Named region outline records
=-=-=
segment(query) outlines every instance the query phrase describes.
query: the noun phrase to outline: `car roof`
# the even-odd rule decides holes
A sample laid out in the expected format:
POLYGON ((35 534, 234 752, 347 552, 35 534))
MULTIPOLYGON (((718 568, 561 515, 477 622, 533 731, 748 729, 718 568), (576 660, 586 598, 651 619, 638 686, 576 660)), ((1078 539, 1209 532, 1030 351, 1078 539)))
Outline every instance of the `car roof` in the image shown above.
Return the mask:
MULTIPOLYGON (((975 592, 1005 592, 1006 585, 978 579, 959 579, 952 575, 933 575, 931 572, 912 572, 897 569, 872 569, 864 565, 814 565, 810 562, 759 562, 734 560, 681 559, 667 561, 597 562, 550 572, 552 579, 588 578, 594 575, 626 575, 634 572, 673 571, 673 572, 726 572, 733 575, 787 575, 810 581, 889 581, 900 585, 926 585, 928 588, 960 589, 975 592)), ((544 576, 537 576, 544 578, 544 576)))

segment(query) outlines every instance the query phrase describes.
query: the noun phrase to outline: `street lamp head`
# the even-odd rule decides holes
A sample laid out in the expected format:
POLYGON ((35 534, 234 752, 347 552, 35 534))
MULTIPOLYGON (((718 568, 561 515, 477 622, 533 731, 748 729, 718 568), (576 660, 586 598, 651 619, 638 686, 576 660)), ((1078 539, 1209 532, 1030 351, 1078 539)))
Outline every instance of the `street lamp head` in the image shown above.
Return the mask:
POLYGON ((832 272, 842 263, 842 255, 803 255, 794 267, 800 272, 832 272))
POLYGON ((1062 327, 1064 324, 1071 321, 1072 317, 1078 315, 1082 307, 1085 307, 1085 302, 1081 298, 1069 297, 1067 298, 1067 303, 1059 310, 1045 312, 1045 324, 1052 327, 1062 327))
=-=-=
### Problem statement
Return every line of the entries that contains the string "above".

### Response
Outline every instance of the `car roof` in the image shown above.
Outline every instance of the `street lamp head` in the image shown above.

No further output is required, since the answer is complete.